### Stated exercise
Reproduce every line of the data from the line containing "Point out every instance of the smooth" through the end of the data, inclusive. Offset each answer coordinate by adding 61 to it, and leave all other numbers unchanged.

### Records for the task
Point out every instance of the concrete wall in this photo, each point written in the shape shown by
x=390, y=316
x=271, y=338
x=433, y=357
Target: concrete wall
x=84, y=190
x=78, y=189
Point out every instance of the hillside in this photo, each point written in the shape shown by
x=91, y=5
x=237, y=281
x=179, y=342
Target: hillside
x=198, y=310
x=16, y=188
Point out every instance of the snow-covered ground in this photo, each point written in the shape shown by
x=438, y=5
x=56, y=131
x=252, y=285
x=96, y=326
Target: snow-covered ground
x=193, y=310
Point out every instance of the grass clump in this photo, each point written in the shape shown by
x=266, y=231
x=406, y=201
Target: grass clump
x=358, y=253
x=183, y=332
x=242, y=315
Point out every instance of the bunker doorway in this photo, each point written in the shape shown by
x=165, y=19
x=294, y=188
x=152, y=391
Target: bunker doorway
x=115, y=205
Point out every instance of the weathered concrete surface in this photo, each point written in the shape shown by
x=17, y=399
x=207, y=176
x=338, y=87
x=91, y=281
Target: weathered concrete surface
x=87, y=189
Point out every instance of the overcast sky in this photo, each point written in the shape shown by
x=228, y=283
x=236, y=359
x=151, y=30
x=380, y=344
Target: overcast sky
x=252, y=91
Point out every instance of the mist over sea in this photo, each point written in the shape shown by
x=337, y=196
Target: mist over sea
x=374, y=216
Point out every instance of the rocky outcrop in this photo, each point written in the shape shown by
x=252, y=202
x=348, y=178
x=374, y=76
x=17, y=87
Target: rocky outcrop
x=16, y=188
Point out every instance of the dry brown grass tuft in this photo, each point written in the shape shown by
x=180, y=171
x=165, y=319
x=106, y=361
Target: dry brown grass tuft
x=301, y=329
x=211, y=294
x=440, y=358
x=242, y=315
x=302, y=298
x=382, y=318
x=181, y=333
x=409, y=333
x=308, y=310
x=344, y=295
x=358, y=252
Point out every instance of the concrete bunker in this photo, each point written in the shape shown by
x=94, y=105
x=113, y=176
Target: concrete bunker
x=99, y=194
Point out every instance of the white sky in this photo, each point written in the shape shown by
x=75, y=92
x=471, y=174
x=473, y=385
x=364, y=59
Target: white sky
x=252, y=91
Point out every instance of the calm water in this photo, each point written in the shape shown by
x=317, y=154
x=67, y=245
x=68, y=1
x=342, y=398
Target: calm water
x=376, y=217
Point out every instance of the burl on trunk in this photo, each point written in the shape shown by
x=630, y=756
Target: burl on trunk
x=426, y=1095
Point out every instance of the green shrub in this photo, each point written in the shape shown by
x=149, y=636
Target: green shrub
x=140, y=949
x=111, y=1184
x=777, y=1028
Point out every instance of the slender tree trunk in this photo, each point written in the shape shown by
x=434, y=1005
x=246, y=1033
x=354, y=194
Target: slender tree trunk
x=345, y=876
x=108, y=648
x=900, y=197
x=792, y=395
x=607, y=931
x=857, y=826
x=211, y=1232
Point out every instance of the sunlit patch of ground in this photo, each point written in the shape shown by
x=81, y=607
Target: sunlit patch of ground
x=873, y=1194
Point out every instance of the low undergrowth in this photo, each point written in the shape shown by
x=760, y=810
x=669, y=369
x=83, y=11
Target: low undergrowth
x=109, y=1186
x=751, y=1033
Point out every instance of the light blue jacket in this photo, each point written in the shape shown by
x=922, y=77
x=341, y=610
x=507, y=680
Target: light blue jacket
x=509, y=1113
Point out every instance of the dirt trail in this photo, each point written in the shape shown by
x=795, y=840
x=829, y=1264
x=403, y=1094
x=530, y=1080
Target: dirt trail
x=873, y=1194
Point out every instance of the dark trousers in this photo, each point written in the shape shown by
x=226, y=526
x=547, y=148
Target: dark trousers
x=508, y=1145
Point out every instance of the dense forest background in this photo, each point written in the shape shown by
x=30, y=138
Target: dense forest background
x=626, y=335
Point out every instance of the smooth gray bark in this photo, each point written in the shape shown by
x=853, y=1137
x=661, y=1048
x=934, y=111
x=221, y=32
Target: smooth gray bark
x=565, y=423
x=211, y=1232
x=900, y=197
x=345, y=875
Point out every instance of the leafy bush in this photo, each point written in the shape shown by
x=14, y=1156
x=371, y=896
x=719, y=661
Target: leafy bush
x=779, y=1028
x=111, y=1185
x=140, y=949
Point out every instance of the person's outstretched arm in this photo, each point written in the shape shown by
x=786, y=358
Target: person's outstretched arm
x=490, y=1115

### Output of the task
Point out every instance of the smooth gray bark in this photo, each point written in the shape shown by
x=853, y=1137
x=661, y=1048
x=934, y=111
x=221, y=32
Target: smooth gray bark
x=626, y=484
x=272, y=1293
x=961, y=258
x=406, y=936
Point out every instance of the leafy bush in this photo, each point written in the shape shown by
x=14, y=1156
x=371, y=896
x=719, y=661
Target: leafy bush
x=840, y=1089
x=172, y=1246
x=201, y=1010
Point out every instance of the person's outstretched arm in this photo, each point written in the shape shown by
x=786, y=358
Target: person's outstretched arm
x=551, y=1176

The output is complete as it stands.